Retype each of the lines below word for word, leaving out the pictures.

##### Record list

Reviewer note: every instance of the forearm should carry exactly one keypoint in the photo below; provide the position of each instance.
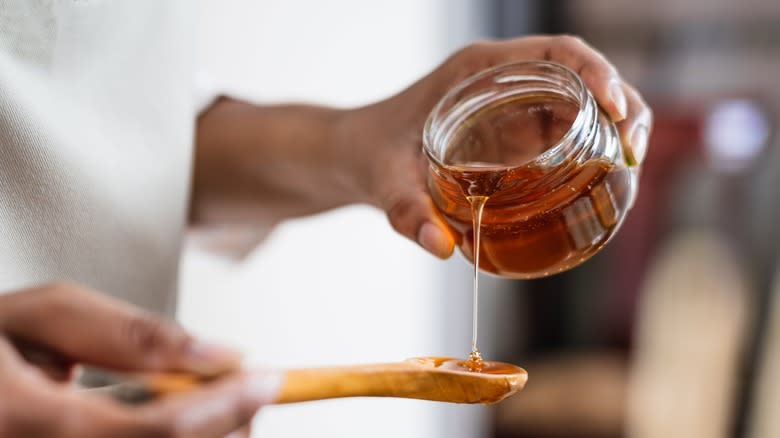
(265, 163)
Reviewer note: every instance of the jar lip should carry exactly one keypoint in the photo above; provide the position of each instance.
(557, 148)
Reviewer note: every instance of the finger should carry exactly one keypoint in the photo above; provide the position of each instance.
(244, 432)
(217, 410)
(412, 214)
(635, 129)
(598, 74)
(96, 329)
(52, 364)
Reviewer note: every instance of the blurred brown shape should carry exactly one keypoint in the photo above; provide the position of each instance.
(578, 395)
(690, 334)
(764, 420)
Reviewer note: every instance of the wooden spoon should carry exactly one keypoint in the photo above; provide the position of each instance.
(428, 378)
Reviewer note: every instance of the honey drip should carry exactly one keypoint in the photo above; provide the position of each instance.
(474, 362)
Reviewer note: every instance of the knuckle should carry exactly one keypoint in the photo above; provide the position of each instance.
(400, 216)
(475, 50)
(146, 332)
(571, 41)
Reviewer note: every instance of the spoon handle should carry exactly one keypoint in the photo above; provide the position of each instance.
(401, 379)
(385, 380)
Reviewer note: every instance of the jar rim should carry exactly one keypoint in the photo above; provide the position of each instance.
(583, 98)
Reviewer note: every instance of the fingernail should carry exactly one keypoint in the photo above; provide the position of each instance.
(619, 98)
(264, 387)
(209, 358)
(638, 147)
(434, 240)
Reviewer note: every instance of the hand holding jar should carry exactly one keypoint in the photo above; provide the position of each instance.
(395, 176)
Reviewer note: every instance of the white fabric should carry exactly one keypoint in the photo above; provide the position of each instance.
(97, 112)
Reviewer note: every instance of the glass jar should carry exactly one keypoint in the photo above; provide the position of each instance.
(528, 141)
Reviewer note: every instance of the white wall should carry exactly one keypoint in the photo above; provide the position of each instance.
(340, 287)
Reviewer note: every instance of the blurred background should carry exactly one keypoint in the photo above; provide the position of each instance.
(672, 331)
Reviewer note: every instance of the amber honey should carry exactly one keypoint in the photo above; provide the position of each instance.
(537, 219)
(529, 233)
(528, 173)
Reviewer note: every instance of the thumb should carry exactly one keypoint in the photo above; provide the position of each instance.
(92, 328)
(413, 215)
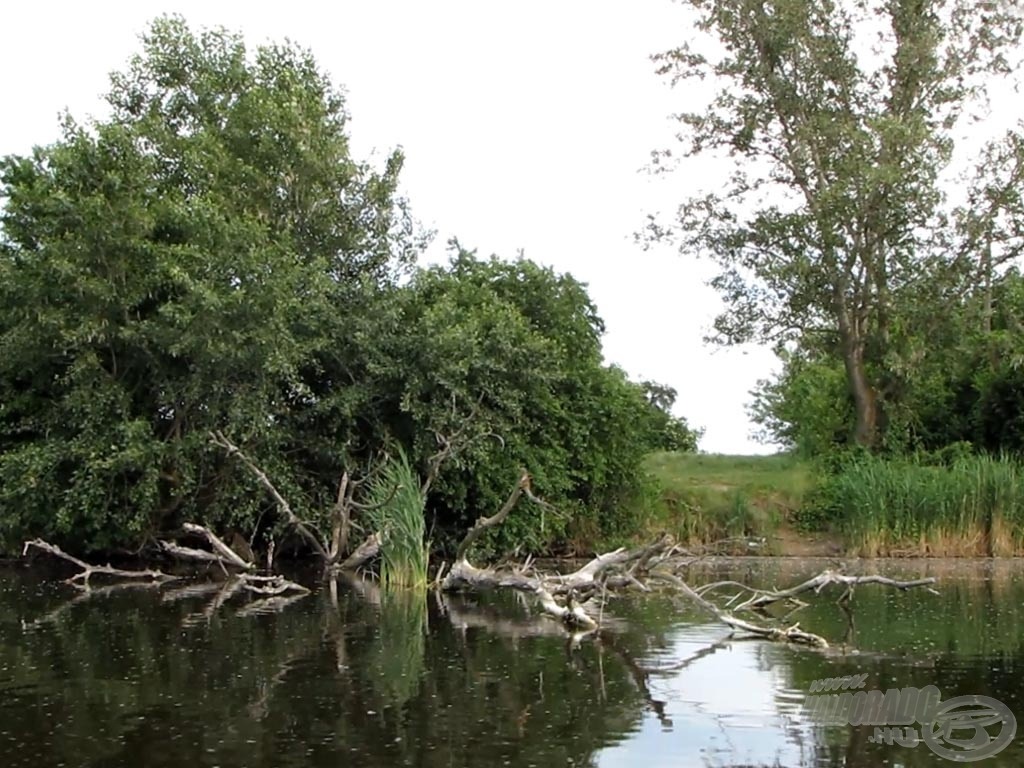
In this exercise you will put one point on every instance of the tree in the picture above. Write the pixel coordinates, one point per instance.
(840, 119)
(175, 268)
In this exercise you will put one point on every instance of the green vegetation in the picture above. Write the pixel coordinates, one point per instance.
(974, 506)
(397, 514)
(896, 308)
(835, 236)
(211, 257)
(710, 498)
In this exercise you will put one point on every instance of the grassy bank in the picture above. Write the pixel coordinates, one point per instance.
(709, 498)
(869, 507)
(973, 507)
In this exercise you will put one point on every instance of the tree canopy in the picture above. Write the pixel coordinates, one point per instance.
(210, 256)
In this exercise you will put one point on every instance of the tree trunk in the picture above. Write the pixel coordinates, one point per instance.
(864, 397)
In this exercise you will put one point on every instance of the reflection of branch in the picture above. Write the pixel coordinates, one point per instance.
(189, 591)
(267, 605)
(270, 585)
(826, 578)
(82, 580)
(228, 590)
(793, 634)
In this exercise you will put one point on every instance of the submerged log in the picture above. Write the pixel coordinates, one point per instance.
(87, 570)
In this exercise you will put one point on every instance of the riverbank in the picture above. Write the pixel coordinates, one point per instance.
(972, 506)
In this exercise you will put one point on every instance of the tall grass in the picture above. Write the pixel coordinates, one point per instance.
(397, 658)
(973, 507)
(398, 514)
(707, 499)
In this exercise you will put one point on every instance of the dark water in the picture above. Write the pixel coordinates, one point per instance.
(348, 677)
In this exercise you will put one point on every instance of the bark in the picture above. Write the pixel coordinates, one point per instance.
(864, 396)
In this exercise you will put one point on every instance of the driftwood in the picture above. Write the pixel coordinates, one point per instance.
(276, 591)
(87, 571)
(330, 551)
(657, 562)
(225, 553)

##########

» **Exercise answer**
Reviewer note: every instance of the forearm should carry exactly one keypoint in the photo below; provide the position of each instance.
(265, 163)
Reviewer note: every instance of the jar lip should carry exactly one keypoint in the photo above; provide the position of each instance.
(557, 148)
Reviewer note: every instance of the finger should carry exactly one keypoint in the photo above; provide the position of each instance.
(244, 432)
(217, 410)
(412, 214)
(635, 129)
(598, 74)
(96, 329)
(52, 364)
Reviewer note: every instance of the blurred brown shape should carry exactly one keypoint in the photo above; provide the position of each instance.
(578, 395)
(690, 334)
(764, 420)
Reviewer note: every instance of the wooden spoon should carry exactly one keypoint in the photo above; provide the position of each instance.
(428, 378)
Reviewer note: every instance of the honey drip should carry exactly one keypoint in the photo above; provide the position of each instance.
(474, 362)
Reviewer note: every instance of the knuckle should carry exactly one keypoint in the photo above; provide the position of each instance.
(400, 216)
(475, 50)
(146, 332)
(571, 41)
Reviewer note: every instance of the spoon handle should carry exactly one keypoint in the photo above; provide the position of each instance.
(401, 379)
(385, 380)
Reviewer note: every instance of the jar rim should carry exactly one keypoint in the photo above; provide the position of each instance.
(583, 98)
Reviewer note: every instance of the fingernail should carry exactly one keypoint in the photo above; provide the position of each instance.
(619, 98)
(264, 387)
(209, 358)
(638, 147)
(434, 240)
Reviewer note: every instance of the hand holding jar should carry exactly one keypoint in the photo above; provide the position of each instance.
(395, 176)
Reviewer note: every instance of the white fabric should carry exactly one keypoint in the photo above; provide the position of each instance.
(97, 112)
Reviewer note: every instance of the glass jar should carry exactly one keypoint in the photo above; provide the position of each instance.
(528, 141)
Reviewer note: every instance of the white wall should carry exactly one keypoint in the photo above; provide the position of each instance.
(340, 287)
Reviewer note: every instance of the blurred background should carry exactly one keypoint in the photo above; provide the position of each instance.
(672, 331)
Reviewer note: every instance of the amber honey should carry exactly one keypoint in the photo above; provide the position of each instance.
(537, 219)
(529, 233)
(528, 173)
Reviewer note: every instance of the thumb should carry exactly one keypoint in the photo above; provide the position of each instance.
(92, 328)
(413, 215)
In this exercise you will put one point on every instance of the tree in the picture above. Write the pixel coordinates, one point per instance.
(840, 119)
(175, 268)
In this exercise you will put one point on every instance of the green vegetation in the picture above. Write the pixel coordinates, one point per instance.
(974, 506)
(397, 514)
(896, 308)
(835, 236)
(211, 257)
(710, 498)
In this exercise you will put one point on every instance of the grassy bank in the picture above. Write the pixel coordinates, one point per instance.
(709, 498)
(869, 507)
(973, 507)
In this exercise you will put one point on every instance of the tree canopy in the picture above. Write the pixel coordinates, one point per instance.
(210, 256)
In this exercise you will put one point on every instance of the tree trunk in the picture above. Write the pixel coordinates, one point per instance.
(864, 397)
In this exercise you will put one point on every instance of the reflection of branch in the picture above. Write the pixel coordinates, one point per instance.
(189, 591)
(267, 605)
(270, 585)
(826, 578)
(82, 580)
(228, 590)
(793, 634)
In this exercise you will put one point on every instance of the submerged log in the picture above. Write the pixel coordinates, one point per instance.
(87, 570)
In this exercise you will put one point on every instance of the riverbank in the picture above. Write the pixel coordinates, one point per instance.
(972, 506)
In this exercise you will put one point on every instance of the tall grass in the picture above. Write the pixel coordinates, one point per instance.
(397, 658)
(973, 507)
(398, 514)
(707, 499)
In this exercise you will put one point on every instance of the dark water in the picture above. Write the pixel coordinates, one point per instance.
(348, 677)
In this exercise you will put one point on every instance of the bark in the picture above. Write the pixel coordinates, one point per instance.
(864, 396)
In this exercise you will put one point on every instance of the driftwood in the picture above. Write the pixel coordinates, one point per instance.
(276, 591)
(87, 571)
(330, 551)
(657, 562)
(225, 553)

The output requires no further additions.